▸ What you should do
Nothing is to be altered. Print each record in full.

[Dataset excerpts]

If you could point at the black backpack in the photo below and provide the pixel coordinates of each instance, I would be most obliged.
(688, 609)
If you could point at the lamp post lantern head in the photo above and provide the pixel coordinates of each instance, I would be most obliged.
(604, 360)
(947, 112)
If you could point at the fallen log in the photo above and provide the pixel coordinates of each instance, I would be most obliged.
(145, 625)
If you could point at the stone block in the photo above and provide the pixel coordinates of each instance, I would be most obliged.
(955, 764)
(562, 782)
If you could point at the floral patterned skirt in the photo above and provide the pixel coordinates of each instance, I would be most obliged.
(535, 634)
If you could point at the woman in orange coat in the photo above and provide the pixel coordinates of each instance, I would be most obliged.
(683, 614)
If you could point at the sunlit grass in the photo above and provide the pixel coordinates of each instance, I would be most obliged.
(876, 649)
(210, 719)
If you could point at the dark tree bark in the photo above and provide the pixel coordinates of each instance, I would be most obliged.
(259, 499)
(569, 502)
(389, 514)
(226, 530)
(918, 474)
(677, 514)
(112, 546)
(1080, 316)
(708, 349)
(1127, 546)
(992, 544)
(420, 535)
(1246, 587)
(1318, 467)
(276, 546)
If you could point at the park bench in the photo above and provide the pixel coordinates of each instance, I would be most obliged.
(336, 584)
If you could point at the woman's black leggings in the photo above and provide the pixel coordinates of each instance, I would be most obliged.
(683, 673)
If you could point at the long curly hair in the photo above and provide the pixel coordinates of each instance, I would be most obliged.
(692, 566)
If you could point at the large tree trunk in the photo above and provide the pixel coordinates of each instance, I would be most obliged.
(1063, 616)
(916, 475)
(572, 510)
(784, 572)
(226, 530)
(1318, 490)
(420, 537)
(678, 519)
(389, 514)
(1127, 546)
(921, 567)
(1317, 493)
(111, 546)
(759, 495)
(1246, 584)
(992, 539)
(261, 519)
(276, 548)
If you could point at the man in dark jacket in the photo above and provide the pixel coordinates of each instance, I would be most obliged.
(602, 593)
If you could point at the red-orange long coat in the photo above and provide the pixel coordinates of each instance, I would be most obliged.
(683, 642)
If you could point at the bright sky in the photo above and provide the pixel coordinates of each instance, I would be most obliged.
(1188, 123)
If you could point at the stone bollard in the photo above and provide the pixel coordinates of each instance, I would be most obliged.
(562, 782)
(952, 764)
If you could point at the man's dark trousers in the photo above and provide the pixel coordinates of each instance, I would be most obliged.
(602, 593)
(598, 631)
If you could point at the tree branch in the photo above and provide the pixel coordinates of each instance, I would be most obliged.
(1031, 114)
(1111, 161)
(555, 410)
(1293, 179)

▸ Solution to this task
If you could point at the black backpack in the photo below and provide the pixel coordinates of each instance, I would be most obliged.
(688, 609)
If you could point at the lamp post lantern head in the photo above and provide the pixel coordinates of each instance, I would be most obliged.
(604, 360)
(947, 112)
If you could point at the fallen log in the photo above and provide the pixel coordinates of each instance, I would be most obliged.
(145, 625)
If you could point at the stone block in the photo above and provide the pixel coordinates of each instance, I would be most obliged.
(955, 764)
(562, 782)
If you could point at the floral patterned skirt in the photo above and provide the pixel coordinates of each instance, I would be most obliged.
(535, 634)
If you could point at the woman in orange coat in the photo above and provide the pixel coordinates of each instance, I would be most obliged.
(683, 614)
If you could point at the sunlit grass in the photo above and provide the pixel coordinates of each instance, I would be most obliged.
(876, 649)
(210, 719)
If you could point at the dark tree bark in the photo above and provide the pixel coordinates of each instance, I would be most obliged.
(259, 499)
(569, 502)
(389, 514)
(226, 530)
(918, 474)
(677, 514)
(112, 546)
(1080, 316)
(708, 349)
(1127, 546)
(992, 544)
(420, 535)
(1246, 587)
(1318, 467)
(276, 546)
If you could point at the park bench in the photo above and provide the pixel coordinates of each instance, I would be most obliged.
(336, 584)
If you could point at the woman's black leggings in the photo above and provide the pixel coordinates of each instance, I would be most obliged.
(683, 673)
If you could point at the long curly hair in the photo above and provide the pixel coordinates of each instance, I would be most obliged.
(692, 566)
If you could point at the large tree trunk in the photo above and provide the pixel coordinates of each instance, I would be most obliged.
(1063, 616)
(916, 475)
(572, 510)
(784, 572)
(226, 530)
(1318, 490)
(420, 537)
(678, 519)
(389, 514)
(1127, 546)
(921, 567)
(1317, 493)
(111, 546)
(759, 495)
(1246, 584)
(992, 539)
(261, 519)
(276, 548)
If you could point at the man in dark jacket in the photo above and provide the pixel coordinates of each instance, I would be most obliged.
(602, 593)
If you could point at the red-orange long coat in the photo above and provide the pixel coordinates of each instance, I would be most obliged.
(683, 642)
If you could point at the bright sky in the photo above and provide the pixel coordinates of each instance, I would be most obliged.
(1188, 123)
If you could point at the stone bollard in the photo above and provide the pixel coordinates of each instance, I would be most obliged.
(562, 782)
(952, 764)
If you could point at the man's dark trousers in the photo above and provide the pixel coordinates of each instance, I would be most obliged.
(602, 593)
(598, 631)
If you could point at the tree branch in the photo above and provide the pixel coordinates of each instance, I would be most obliged.
(1031, 114)
(1111, 161)
(555, 410)
(1293, 179)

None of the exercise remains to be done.